**GIVEN PASSAGE**

▬▬▬▬▬▬▬▬▬▬

# Generac Smart Managment Modules - do they work?



## dockeradz (Oct 25, 2019)

I have an install with 2 Generac Smart Management Modules to lockout 2 EV chargers. They are setup to lockout the load when on generator. The manual has an insert that updates the behavior to lockout when the generator gets overloaded. They don't seem to lockout in either of these cases. If there was only one I would say it's bad and replace it, but with 2 doing the same thing I'm wondering if either I did something wrong or they just don't work. They want the load to lockout on generator, not shed.


----------



## The_Modifier (Oct 24, 2009)

Tell you what, fill out your profile as per the sign up agreement- specifically your electrically related profession and general location (it helps others in your area with the code citations and even for someone to know what country you're in :wink: ).

I bet others will happily chime in with their advice and opinions after that. :wink::wink::wink:


----------



## MechanicalDVR (Dec 29, 2007)

Welcome aboard @dockeradz!

Is this a brand new install with two new modules?

The shop I used to work at was a factory service dealer. Not unusual for them to be bad out of the box. 

Call tech service and let them go through the troubleshooting with you on the phone.

▬▬▬▬▬▬▬▬▬▬

**PROBLEM 1**
Copy the entries below word for word, from their first line up to and including the line with "[[81,128],[82,122],[82,116],[81,115],[80,119],[78,121],[78,128]]".

▬▬▬▬▬▬▬▬▬▬

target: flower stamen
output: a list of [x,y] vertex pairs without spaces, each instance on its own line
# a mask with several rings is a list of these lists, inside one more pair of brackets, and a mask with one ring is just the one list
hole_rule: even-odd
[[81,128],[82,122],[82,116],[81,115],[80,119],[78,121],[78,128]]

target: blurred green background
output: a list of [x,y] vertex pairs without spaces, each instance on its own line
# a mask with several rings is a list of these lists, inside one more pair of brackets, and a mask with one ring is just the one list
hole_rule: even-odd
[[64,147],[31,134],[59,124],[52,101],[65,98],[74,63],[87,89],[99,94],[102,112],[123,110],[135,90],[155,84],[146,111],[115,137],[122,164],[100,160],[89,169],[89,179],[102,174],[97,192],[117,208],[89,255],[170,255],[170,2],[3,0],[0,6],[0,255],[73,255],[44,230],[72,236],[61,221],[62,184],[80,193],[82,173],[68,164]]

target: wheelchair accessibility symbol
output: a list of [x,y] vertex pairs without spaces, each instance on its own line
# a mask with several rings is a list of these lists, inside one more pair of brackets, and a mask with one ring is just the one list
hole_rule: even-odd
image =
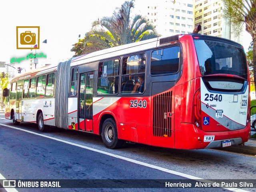
[[210,122],[210,117],[204,117],[204,125],[208,125]]

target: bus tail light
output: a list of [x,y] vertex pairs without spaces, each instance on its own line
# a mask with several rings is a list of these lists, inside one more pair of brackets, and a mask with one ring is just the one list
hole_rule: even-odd
[[246,125],[248,125],[248,123],[250,123],[250,105],[247,107],[247,119],[246,119]]
[[194,114],[195,125],[198,127],[201,128],[201,92],[200,89],[196,91],[194,98]]

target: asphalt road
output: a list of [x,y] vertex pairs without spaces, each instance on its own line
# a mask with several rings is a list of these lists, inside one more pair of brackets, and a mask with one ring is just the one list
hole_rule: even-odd
[[[0,119],[0,123],[14,127],[11,122],[4,119]],[[87,133],[51,128],[48,132],[42,133],[37,131],[35,124],[23,123],[14,127],[21,129],[0,125],[0,174],[6,179],[182,181],[193,177],[208,180],[255,178],[256,159],[254,156],[212,149],[178,150],[139,144],[111,150],[105,147],[100,136]],[[256,191],[255,189],[243,189]],[[1,190],[4,190],[0,189],[0,191]],[[204,188],[17,190],[19,192],[228,191]]]

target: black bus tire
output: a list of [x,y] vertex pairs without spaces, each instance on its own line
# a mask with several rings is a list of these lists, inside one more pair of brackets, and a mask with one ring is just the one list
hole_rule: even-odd
[[40,131],[42,132],[47,131],[49,130],[49,126],[44,125],[44,116],[43,113],[40,113],[38,115],[38,118],[37,120],[37,125],[38,127],[38,129]]
[[20,122],[19,121],[17,121],[16,119],[15,114],[13,113],[13,115],[12,115],[12,123],[13,123],[13,125],[20,125]]
[[122,147],[124,142],[117,137],[116,124],[114,119],[107,119],[102,125],[102,137],[103,143],[107,148],[111,149]]

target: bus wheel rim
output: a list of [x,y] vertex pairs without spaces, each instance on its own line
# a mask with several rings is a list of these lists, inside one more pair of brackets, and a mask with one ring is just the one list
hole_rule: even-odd
[[40,126],[40,127],[43,127],[43,125],[44,125],[43,123],[43,118],[41,117],[39,117],[38,123],[39,124],[39,126]]
[[114,139],[114,129],[109,125],[105,129],[105,138],[108,143],[111,143]]

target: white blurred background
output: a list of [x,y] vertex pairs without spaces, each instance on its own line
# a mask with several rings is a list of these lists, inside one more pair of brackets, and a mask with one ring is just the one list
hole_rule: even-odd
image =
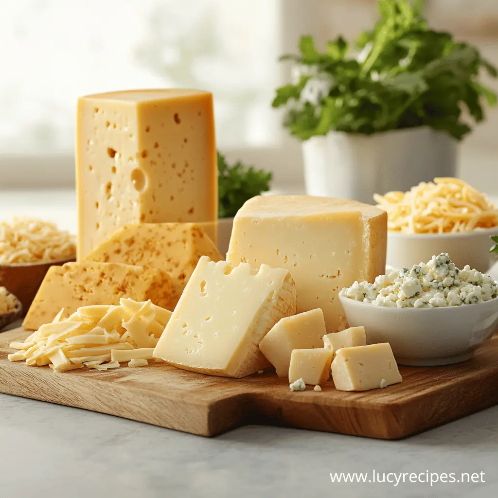
[[[427,8],[433,25],[498,64],[497,0],[428,0]],[[271,170],[274,188],[300,191],[300,144],[270,107],[288,77],[277,58],[301,34],[320,46],[376,18],[376,0],[2,0],[0,189],[73,187],[78,96],[183,87],[213,92],[229,159]],[[498,194],[498,109],[488,116],[462,144],[460,173]]]

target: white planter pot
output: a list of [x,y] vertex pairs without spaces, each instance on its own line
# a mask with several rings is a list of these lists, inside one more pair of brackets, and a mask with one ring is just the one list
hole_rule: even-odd
[[446,133],[425,127],[313,137],[302,146],[306,193],[372,204],[374,193],[455,176],[456,145]]

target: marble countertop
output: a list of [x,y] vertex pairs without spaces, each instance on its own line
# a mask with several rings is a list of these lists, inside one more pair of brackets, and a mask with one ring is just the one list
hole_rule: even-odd
[[[74,199],[71,192],[0,191],[0,217],[36,215],[73,229]],[[259,426],[207,439],[0,394],[0,441],[1,498],[475,498],[498,486],[498,407],[397,441]],[[339,484],[330,476],[368,479],[374,471],[406,473],[405,482]],[[427,472],[484,473],[484,482],[409,482],[407,474]]]

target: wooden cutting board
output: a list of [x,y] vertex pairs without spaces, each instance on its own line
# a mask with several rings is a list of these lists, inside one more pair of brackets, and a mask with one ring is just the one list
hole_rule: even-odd
[[274,372],[231,379],[163,364],[55,374],[11,363],[22,329],[0,334],[0,392],[75,406],[203,436],[267,424],[395,439],[498,404],[498,336],[474,358],[441,367],[401,367],[403,382],[363,393],[292,392]]

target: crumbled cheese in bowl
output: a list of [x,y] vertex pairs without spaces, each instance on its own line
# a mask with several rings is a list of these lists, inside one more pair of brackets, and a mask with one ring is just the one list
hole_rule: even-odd
[[495,299],[498,284],[468,265],[459,269],[442,252],[426,263],[380,275],[373,283],[355,282],[340,295],[379,306],[441,308]]
[[18,311],[19,301],[4,287],[0,287],[0,315]]

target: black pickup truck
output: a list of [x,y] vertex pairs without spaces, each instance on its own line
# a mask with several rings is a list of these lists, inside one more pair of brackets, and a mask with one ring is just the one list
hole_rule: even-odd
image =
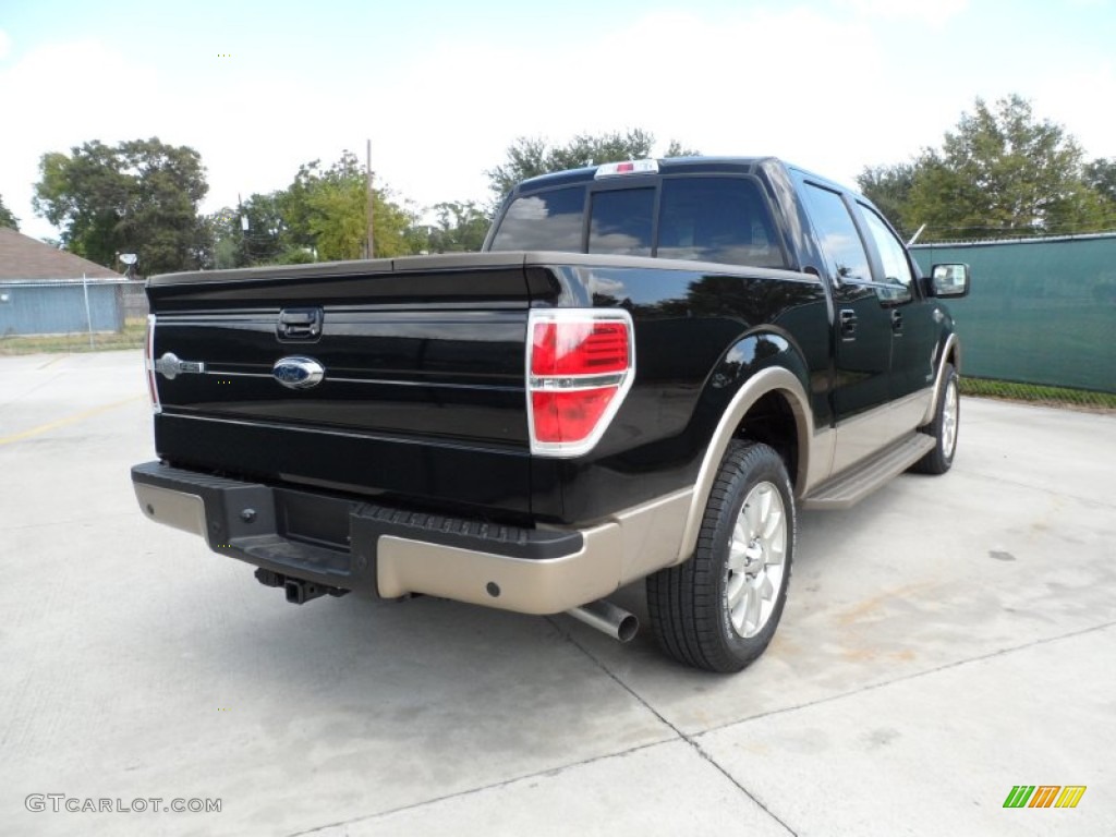
[[147,285],[153,520],[301,604],[364,590],[767,647],[798,508],[949,470],[961,347],[864,198],[778,160],[521,183],[484,252]]

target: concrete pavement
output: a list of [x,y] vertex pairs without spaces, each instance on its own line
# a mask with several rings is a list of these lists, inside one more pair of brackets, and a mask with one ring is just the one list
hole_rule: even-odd
[[950,474],[801,516],[723,677],[646,629],[288,605],[140,513],[140,367],[0,357],[0,833],[1116,834],[1114,416],[965,400]]

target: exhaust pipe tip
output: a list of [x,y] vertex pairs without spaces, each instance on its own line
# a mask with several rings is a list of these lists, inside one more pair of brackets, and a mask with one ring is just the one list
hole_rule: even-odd
[[639,619],[634,613],[605,599],[570,608],[566,613],[622,643],[631,642],[639,632]]

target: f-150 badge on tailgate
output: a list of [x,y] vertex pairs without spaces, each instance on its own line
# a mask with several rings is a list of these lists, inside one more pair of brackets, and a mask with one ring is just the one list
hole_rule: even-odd
[[291,389],[308,389],[321,383],[326,376],[326,367],[312,357],[281,357],[271,367],[271,374],[276,381]]

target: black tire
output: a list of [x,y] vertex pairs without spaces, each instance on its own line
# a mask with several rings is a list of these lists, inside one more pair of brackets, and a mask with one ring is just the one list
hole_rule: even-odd
[[[742,517],[745,500],[750,504]],[[778,526],[771,528],[780,512],[781,543]],[[753,528],[756,521],[761,526]],[[739,672],[762,654],[787,600],[797,523],[779,454],[766,444],[731,442],[693,557],[647,578],[647,609],[663,651],[679,662],[721,673]],[[730,595],[735,604],[730,604]],[[757,618],[749,622],[748,613]]]
[[937,398],[934,421],[923,433],[934,437],[934,450],[911,465],[917,473],[943,474],[953,465],[953,454],[958,451],[958,431],[961,429],[961,393],[958,388],[958,373],[952,364],[945,364],[942,375],[942,393]]

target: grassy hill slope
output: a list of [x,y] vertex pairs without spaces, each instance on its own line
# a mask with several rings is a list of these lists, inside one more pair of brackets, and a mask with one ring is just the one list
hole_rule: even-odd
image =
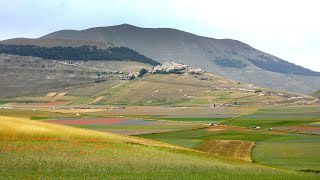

▬▬▬▬▬▬▬▬▬▬

**PROBLEM 2**
In the thread about Generac Smart Management Modules, what are the two modules in the install used to lock out?

**COMPLETE RESPONSE 1**
target: flower stamen
output: a list of [x,y] vertex pairs without spaces, each instance on its own line
# a mask with several rings is a list of these lists, inside one more pair of brackets, and a mask with one ring is just the one list
hole_rule: even-odd
[[81,128],[82,122],[82,116],[81,115],[80,119],[78,121],[78,128]]

**COMPLETE RESPONSE 2**
Two EV chargers.